▶ _Stated problem_
Can you rewrite the listing below, replacing "carved heart" with "etched heart" everywhere, changing nothing else and leaving out the pictures?
--- Data for the task ---
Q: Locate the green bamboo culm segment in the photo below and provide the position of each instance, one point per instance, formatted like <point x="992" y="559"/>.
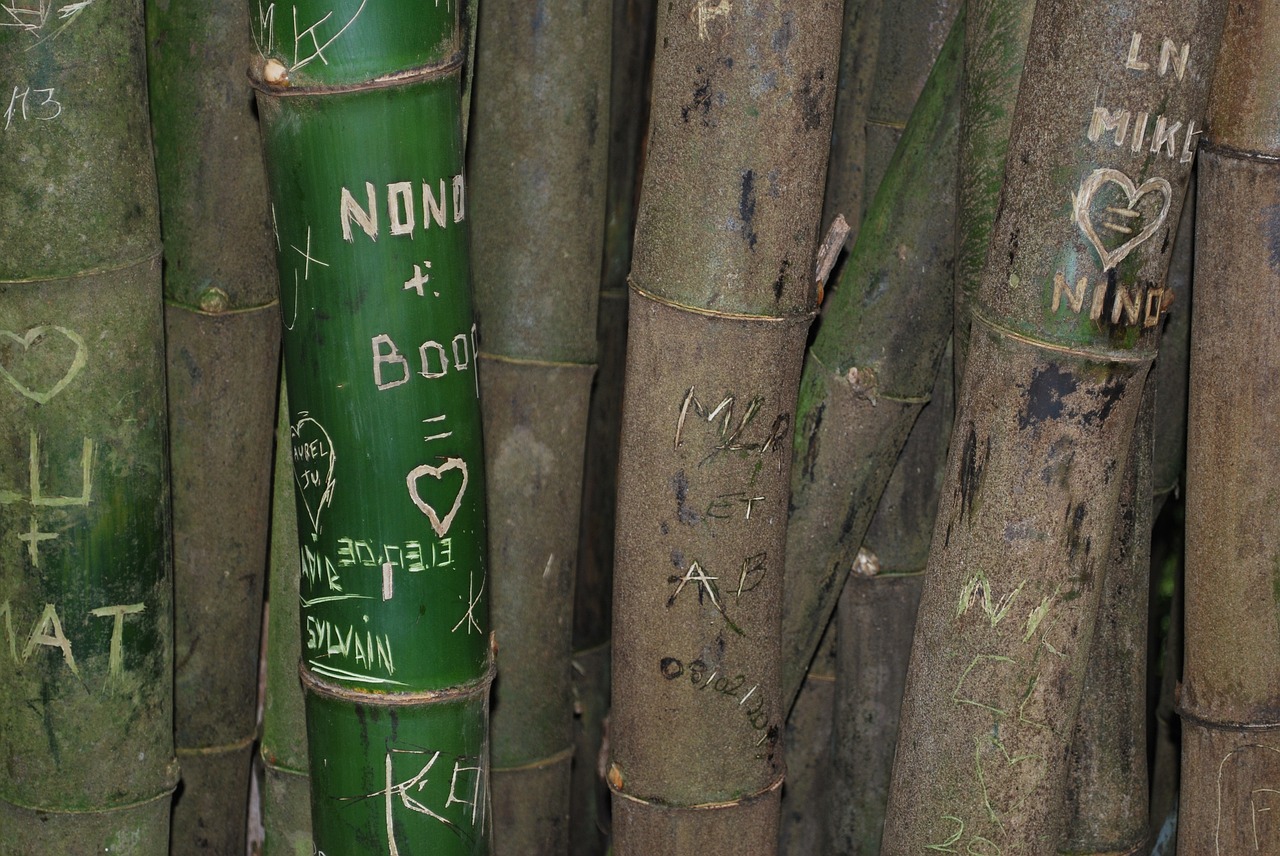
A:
<point x="86" y="586"/>
<point x="722" y="293"/>
<point x="223" y="339"/>
<point x="361" y="127"/>
<point x="542" y="100"/>
<point x="872" y="364"/>
<point x="1064" y="333"/>
<point x="286" y="769"/>
<point x="995" y="47"/>
<point x="1230" y="692"/>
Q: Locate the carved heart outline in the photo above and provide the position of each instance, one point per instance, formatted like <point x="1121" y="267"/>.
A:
<point x="1084" y="197"/>
<point x="440" y="526"/>
<point x="329" y="484"/>
<point x="26" y="339"/>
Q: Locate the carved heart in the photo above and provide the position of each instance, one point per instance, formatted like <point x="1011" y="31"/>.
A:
<point x="1084" y="218"/>
<point x="33" y="337"/>
<point x="440" y="526"/>
<point x="311" y="447"/>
---
▶ _Right answer_
Q: Locate the green bamboo culm segment in the photo below and provide the position of each instance, one point per instance, formatted like <point x="992" y="559"/>.
A:
<point x="86" y="586"/>
<point x="722" y="293"/>
<point x="223" y="339"/>
<point x="361" y="127"/>
<point x="542" y="100"/>
<point x="872" y="364"/>
<point x="1064" y="333"/>
<point x="286" y="769"/>
<point x="995" y="47"/>
<point x="1230" y="692"/>
Q: Locate the etched heart outline in the photo above and provide the position of each instance, one point per instance, formatted like <point x="1121" y="267"/>.
A:
<point x="1084" y="197"/>
<point x="440" y="526"/>
<point x="329" y="484"/>
<point x="26" y="339"/>
Q: Locate the etched heart in the photo above and provide the position of each instance, one point per instance, formatted like <point x="1011" y="31"/>.
A:
<point x="1084" y="218"/>
<point x="33" y="337"/>
<point x="440" y="526"/>
<point x="311" y="447"/>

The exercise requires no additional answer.